- Exercise inputs:

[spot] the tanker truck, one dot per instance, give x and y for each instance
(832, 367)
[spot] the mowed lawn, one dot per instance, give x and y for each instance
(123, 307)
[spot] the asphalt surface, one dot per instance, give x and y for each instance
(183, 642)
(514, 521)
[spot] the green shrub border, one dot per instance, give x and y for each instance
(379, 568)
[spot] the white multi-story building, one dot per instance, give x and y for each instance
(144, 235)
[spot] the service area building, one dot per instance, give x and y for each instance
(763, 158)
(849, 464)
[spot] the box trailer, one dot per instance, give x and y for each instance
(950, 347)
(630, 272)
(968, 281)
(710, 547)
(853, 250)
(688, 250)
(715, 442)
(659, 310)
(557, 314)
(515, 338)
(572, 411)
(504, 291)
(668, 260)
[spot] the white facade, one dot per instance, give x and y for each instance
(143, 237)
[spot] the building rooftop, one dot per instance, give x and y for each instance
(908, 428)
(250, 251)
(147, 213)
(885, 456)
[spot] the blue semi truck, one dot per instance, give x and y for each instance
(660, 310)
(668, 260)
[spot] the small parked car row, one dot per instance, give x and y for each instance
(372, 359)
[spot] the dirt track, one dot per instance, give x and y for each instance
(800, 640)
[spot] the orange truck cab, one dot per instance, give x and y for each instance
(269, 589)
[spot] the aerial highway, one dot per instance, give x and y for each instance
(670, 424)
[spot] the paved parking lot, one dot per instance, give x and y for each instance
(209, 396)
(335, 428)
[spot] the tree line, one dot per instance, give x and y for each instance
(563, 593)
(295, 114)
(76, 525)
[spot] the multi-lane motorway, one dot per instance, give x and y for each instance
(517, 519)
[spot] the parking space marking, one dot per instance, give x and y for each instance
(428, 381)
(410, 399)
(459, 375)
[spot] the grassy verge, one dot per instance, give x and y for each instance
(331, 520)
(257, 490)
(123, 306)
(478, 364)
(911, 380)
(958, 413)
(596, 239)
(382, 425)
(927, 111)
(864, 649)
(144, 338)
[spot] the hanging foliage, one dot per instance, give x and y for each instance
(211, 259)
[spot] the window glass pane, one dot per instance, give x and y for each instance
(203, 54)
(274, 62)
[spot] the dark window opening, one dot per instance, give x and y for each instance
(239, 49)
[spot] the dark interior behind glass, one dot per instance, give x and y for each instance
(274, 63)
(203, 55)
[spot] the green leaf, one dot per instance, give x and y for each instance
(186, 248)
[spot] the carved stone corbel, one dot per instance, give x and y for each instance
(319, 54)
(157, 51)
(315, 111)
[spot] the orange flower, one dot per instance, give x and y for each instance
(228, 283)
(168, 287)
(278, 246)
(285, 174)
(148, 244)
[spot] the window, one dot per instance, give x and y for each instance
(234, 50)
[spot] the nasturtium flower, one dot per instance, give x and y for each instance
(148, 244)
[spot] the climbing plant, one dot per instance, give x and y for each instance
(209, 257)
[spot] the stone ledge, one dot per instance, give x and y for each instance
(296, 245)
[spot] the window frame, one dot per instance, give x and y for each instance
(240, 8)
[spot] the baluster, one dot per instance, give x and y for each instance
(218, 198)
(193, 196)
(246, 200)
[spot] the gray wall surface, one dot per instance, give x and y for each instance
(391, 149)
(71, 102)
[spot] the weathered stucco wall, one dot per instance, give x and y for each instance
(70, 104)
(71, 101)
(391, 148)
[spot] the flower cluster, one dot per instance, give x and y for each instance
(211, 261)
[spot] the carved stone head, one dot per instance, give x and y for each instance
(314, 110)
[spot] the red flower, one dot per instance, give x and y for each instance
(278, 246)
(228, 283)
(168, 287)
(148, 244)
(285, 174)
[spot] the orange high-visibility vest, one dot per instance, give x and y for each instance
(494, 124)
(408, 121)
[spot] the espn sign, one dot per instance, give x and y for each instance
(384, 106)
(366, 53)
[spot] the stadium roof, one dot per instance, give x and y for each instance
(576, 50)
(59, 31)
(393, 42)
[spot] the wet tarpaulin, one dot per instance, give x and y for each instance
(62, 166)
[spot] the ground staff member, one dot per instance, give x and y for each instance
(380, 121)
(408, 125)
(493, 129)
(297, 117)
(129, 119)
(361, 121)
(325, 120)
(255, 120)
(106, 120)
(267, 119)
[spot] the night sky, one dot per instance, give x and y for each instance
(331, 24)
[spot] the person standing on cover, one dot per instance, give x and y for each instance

- The request: Copy all the records above precisely.

- The result:
[spot] the tanker truck, one dot per instance, give x and y for each instance
(832, 367)
[spot] the mowed lawn, one dot per instance, give x and y for each instance
(123, 307)
[spot] the asphalt surface, one dot per instance, give x and y for each instance
(183, 642)
(514, 521)
[spot] the green shrub border, one dot per instance, give x and y for each instance
(379, 568)
[spot] the white multi-story building, one dot per instance, give x and y for each instance
(144, 235)
[spot] the service area building, one dot per instance, give x and y for each instance
(763, 158)
(849, 464)
[spot] the box trailer, one dot per instance, give x and y for each instance
(950, 347)
(630, 272)
(968, 281)
(710, 547)
(853, 250)
(688, 250)
(715, 442)
(659, 310)
(557, 314)
(515, 338)
(572, 411)
(504, 291)
(668, 260)
[spot] the white facade, one dot per instance, give x and y for each instance
(143, 237)
[spot] the building rooftop, one dot per instance, give x and y for each instance
(908, 428)
(250, 251)
(147, 213)
(885, 456)
[spot] the blue semi truck, one dot per instance, give x and y for each instance
(660, 310)
(668, 260)
[spot] the small parked car row, one dot per instance, give x and y for each instance
(372, 359)
[spot] the dirt track, one dot per instance, give x and y for each instance
(800, 640)
[spot] the orange truck cab, one dot per instance, give x and y for each instance
(269, 589)
[spot] the aerial highway, one dot per instance, give x and y for each instance
(670, 424)
[spot] the paved parking lot, one dot per instance, give x and y for each instance
(209, 396)
(335, 428)
[spot] the tree line, one dot per instance, give x and y for each instance
(563, 593)
(295, 114)
(76, 525)
[spot] the multi-lane motorway, one dot per instance, give x and y for each instance
(517, 519)
[spot] the parking space marking, one dot per instance, give x and y for each instance
(428, 381)
(410, 399)
(459, 375)
[spot] the grassy verge, one dot per instance, give x and y for each instance
(331, 520)
(257, 490)
(123, 306)
(478, 364)
(911, 380)
(958, 413)
(596, 239)
(382, 425)
(927, 111)
(864, 649)
(144, 338)
[spot] the hanging foliage, one dot per instance, give x and y for each instance
(211, 259)
[spot] the window glass pane, one dot per instance, give x and y for each instance
(203, 54)
(274, 62)
[spot] the dark window opening, one dot per instance, give x and y for each instance
(239, 49)
[spot] the dark interior behind glass, one dot per instance, give x and y for each instance
(274, 63)
(203, 55)
[spot] the green leaf, one dot per instance, give x and y for each instance
(186, 248)
[spot] the carved stone corbel, one dot per instance, give x and y for each instance
(319, 54)
(157, 51)
(315, 111)
[spot] the orange flower, one dot per instance, give x and y for each instance
(228, 283)
(168, 287)
(278, 246)
(285, 174)
(148, 244)
[spot] the window, one dot per instance, give x and y for each instance
(234, 50)
[spot] the nasturtium flower, one dot per instance, give x and y for each instance
(148, 244)
[spot] the climbing plant, one dot per instance, give x and y for each instance
(209, 257)
[spot] the stone ledge, one dot per instance, give x and y for each instance
(296, 245)
[spot] the window frame, one dot per instance, give x and y for each instance
(240, 8)
[spot] the baluster, one dot per instance, give x and y for each instance
(218, 198)
(193, 196)
(246, 200)
[spot] the gray wall surface, one dot per instance, give x and y for each instance
(391, 149)
(71, 102)
[spot] the weathered stucco wall, one dot per instance, give x and y for each instance
(70, 104)
(71, 101)
(391, 148)
[spot] the flower cluster, one dot per instance, give x and y for each instance
(211, 261)
[spot] the carved stone head, one dot per instance, give x and y for each instance
(314, 110)
[spot] the red flower, one dot per instance, give x and y for each instance
(278, 246)
(228, 283)
(168, 287)
(148, 244)
(285, 174)
[spot] the orange high-visibility vest, one dot per instance, give x and y for each instance
(494, 124)
(408, 121)
[spot] the espn sign, one dot per instance, give x and y for each instance
(384, 106)
(366, 53)
[spot] the stadium roof, one dot per instance, give x and y for each instance
(576, 50)
(59, 31)
(393, 42)
[spot] the wet tarpaulin, one dot per instance, give x and y for each instance
(62, 166)
[spot] the ground staff member, one dot per instance, give x and y for each instance
(380, 121)
(408, 125)
(493, 129)
(297, 117)
(129, 119)
(361, 121)
(325, 120)
(255, 120)
(106, 120)
(267, 119)
[spot] the night sky, one dot per instance, give x and y for each instance
(331, 24)
[spot] the person standing on cover, one dot per instance, give x and y for each instance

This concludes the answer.